## Stated task A
List every capitalized abbreviation in the mobile enterprise text, giving each one only once.

— Start Supplied text —

4. Mobile ecosystem shakeup impacting points of decision making influence
Consolidation in high growth markets is not only typical, but predictable. While we saw significant M&A activity in mobile segments in 2010, we believe that activity in the coming year will continue to increase. One of the more interesting developments to follow will be the activity among wireless carriers. Recent acquisitions by carriers of enterprise mobility professional service organizations have not gone unnoticed and are a trend that should continue into 2011. Carriers are eager to control a larger share of the enterprise mobility market and are furiously trying to shed their image of “dumb pipe” vendors. Beyond expanding their internal professional services capabilities, carriers will continue to build out their partner eco-systems to support a wide variety of application development, device and security management and integrated billing capabilities. Although carriers continue to suggest that they are open to working with the existing VARs and SIs delivering enterprise mobility solutions, the expectation is that their scope of influence over the coming years will be compromised.
5. Tick-Tock, Tick-Tock: The individual liable device as a security time bomb
Despite the continuous investments in mobile computing and data security, external threats remain a significant concern. The swell of individual liable devices being used by employees—driven by organizations’ desires to cut mobile costs and avoid the tax compliance tracking requirements associated with corporate-liable devices – is creating a potentially serious security issue for organizations. VDC estimates that as much as 45% of US enterprises are supporting some level of individual-liable devices, and many have rushed to adopt an individual-liable approach without being adequately prepared in terms of a technology and security management strategy. While the gap amongst leading smartphone platforms in terms of their device management and security capabilities has shrunk considerably, the fact remains that not all devices and services are created equally.
Many of the potential issues are a factor of mismanagement of these devices from an IT perspective and the lack of adequate and enforceable security policies. However, of equal importance is the lack of appropriate education for employees on mobile security policies. If not properly addressed, these vulnerabilities will expose them and mobile security breaches will become a critical issue in 2011. VDC anticipates that mobile device virtualization could play a role in addressing this issue by providing more seamless separation between the enterprise experience and personal applications and content. However, to date, device ODMs have been reluctant to integrate virtualization into their design strategies.

— End Supplied text —
— Start Data supplied —

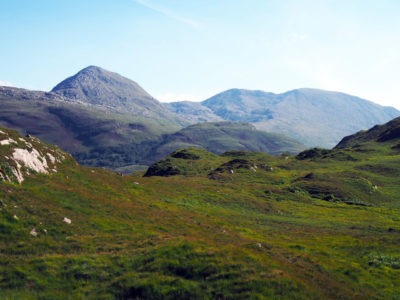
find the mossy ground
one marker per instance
(280, 228)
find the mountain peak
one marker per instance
(98, 86)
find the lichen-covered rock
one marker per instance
(20, 157)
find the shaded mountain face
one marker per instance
(104, 119)
(389, 132)
(95, 133)
(218, 137)
(97, 86)
(193, 112)
(313, 117)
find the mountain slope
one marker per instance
(193, 112)
(389, 132)
(313, 117)
(94, 134)
(97, 86)
(235, 226)
(219, 137)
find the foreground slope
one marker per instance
(313, 117)
(322, 225)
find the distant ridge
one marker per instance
(311, 116)
(98, 86)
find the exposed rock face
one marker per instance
(20, 157)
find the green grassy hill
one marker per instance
(241, 225)
(218, 137)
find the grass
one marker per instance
(256, 233)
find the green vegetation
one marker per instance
(321, 225)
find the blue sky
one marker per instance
(193, 49)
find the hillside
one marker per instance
(321, 225)
(93, 134)
(104, 119)
(100, 87)
(218, 137)
(313, 117)
(193, 112)
(388, 132)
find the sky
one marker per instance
(193, 49)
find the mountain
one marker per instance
(240, 225)
(218, 137)
(193, 112)
(389, 132)
(313, 117)
(97, 86)
(104, 119)
(95, 132)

— End Data supplied —

## Stated task B
Copy the rows word for word, starting at the line that contains "find the exposed rock face" and continuing through the last of the rows.

## Complete response A
M&A, VARs, SIs, VDC, US, IT, ODMs

## Complete response B
find the exposed rock face
one marker per instance
(20, 157)
find the green grassy hill
one marker per instance
(241, 225)
(218, 137)
find the grass
one marker per instance
(256, 233)
find the green vegetation
one marker per instance
(321, 225)
find the blue sky
one marker per instance
(193, 49)
find the hillside
one marker per instance
(321, 225)
(93, 134)
(104, 119)
(100, 87)
(218, 137)
(313, 117)
(193, 112)
(388, 132)
find the sky
one marker per instance
(193, 49)
find the mountain
one marker per instance
(240, 225)
(218, 137)
(193, 112)
(389, 132)
(313, 117)
(97, 86)
(104, 119)
(95, 132)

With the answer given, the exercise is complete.